» Problem to solve: Please state how many lines of the data below contain the word "distant", counting case, and give only the number.

## begin Supplied data

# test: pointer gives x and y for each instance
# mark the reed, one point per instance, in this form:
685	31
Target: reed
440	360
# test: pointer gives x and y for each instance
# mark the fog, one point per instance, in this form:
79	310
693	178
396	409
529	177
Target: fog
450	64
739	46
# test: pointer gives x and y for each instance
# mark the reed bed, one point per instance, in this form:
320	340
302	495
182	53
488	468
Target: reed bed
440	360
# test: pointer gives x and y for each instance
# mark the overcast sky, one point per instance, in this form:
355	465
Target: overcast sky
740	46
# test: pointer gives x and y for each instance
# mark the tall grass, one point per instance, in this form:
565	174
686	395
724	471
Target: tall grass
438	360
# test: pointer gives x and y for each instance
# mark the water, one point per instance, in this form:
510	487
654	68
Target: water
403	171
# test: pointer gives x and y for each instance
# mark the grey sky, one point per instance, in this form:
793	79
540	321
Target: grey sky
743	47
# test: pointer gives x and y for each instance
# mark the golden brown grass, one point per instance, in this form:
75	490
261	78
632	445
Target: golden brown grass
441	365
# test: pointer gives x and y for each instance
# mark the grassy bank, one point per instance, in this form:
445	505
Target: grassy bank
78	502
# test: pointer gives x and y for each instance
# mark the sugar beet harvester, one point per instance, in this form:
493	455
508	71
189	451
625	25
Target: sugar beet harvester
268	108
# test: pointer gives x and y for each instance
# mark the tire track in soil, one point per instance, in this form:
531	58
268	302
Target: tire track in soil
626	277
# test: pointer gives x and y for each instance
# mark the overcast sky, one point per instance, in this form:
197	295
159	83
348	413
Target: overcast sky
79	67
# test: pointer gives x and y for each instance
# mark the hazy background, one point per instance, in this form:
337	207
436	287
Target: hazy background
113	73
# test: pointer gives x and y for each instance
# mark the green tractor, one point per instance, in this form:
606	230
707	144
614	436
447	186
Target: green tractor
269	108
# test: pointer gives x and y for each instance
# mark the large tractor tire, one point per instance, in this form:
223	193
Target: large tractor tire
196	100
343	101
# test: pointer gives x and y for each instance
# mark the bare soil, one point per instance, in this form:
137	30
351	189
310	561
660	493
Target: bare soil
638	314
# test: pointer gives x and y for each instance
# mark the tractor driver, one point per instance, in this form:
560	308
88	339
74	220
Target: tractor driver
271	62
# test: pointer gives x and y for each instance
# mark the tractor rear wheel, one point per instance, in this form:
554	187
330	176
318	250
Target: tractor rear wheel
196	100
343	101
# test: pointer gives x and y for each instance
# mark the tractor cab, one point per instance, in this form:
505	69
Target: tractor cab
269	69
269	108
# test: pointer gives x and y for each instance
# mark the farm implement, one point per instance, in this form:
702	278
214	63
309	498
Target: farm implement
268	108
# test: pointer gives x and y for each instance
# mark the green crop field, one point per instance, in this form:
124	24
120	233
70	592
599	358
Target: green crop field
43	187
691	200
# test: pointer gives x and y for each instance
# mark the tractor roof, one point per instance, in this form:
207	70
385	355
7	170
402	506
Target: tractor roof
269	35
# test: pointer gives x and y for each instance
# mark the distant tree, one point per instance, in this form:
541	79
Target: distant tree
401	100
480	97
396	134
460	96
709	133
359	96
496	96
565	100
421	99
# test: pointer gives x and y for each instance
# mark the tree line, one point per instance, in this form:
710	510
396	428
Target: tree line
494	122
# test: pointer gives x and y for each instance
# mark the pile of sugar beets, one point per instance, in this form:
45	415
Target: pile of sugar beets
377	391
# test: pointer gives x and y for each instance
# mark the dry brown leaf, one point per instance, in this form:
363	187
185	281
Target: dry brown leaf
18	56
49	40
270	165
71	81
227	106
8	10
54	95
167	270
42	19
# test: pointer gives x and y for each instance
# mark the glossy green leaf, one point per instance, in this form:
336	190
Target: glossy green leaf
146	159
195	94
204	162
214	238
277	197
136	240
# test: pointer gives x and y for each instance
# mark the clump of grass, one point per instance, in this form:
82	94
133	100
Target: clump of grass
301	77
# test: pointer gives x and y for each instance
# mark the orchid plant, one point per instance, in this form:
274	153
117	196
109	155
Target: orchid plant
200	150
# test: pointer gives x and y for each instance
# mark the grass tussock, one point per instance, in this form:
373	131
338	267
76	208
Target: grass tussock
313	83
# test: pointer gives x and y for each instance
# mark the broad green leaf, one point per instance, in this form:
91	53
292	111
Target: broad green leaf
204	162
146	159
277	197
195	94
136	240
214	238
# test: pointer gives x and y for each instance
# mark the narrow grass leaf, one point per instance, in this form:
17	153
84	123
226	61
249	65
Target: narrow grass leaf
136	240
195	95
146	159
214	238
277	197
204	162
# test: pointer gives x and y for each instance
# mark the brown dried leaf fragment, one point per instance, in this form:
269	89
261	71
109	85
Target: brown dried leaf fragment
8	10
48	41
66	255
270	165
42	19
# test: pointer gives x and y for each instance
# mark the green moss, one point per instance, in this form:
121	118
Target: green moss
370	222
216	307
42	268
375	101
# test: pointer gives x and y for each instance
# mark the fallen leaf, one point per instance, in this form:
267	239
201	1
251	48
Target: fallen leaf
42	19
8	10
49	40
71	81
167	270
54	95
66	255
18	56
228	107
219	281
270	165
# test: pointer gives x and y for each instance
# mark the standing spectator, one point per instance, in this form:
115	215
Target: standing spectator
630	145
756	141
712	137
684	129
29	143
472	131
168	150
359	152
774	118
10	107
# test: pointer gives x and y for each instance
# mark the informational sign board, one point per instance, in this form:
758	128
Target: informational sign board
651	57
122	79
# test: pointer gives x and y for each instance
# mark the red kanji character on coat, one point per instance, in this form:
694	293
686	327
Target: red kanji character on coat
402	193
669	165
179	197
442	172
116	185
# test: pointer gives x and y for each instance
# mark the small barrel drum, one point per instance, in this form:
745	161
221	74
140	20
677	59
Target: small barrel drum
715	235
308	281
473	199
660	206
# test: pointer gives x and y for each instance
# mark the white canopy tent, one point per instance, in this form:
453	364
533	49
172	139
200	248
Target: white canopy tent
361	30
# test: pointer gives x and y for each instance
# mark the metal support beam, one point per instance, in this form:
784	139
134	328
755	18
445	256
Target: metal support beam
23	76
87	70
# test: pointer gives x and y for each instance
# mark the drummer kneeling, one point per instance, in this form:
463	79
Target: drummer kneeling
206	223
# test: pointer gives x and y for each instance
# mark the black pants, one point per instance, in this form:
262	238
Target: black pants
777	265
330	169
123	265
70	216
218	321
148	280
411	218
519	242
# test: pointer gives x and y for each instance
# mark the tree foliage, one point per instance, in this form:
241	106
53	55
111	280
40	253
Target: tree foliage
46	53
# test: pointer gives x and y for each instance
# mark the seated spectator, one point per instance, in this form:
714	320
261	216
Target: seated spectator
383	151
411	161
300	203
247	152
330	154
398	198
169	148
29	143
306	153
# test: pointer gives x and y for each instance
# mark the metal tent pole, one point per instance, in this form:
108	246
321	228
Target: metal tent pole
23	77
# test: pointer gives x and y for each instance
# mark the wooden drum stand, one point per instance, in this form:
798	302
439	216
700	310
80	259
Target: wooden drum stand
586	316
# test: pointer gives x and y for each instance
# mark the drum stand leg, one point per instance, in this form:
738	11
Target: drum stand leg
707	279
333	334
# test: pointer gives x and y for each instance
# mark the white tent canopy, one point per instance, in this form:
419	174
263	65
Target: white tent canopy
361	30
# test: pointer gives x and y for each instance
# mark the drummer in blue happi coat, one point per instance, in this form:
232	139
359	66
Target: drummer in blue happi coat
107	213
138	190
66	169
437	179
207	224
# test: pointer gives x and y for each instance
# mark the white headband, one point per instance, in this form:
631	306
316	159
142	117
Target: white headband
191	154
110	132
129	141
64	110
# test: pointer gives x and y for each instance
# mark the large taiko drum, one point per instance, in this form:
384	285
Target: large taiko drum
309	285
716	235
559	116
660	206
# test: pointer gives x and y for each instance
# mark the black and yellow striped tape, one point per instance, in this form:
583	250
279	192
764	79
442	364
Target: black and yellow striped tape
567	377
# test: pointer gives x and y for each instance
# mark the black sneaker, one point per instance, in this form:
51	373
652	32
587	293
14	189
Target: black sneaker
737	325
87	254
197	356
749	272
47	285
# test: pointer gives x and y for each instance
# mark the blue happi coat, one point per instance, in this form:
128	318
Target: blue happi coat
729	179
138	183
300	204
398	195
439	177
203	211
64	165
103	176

## end Supplied data

» The response: 2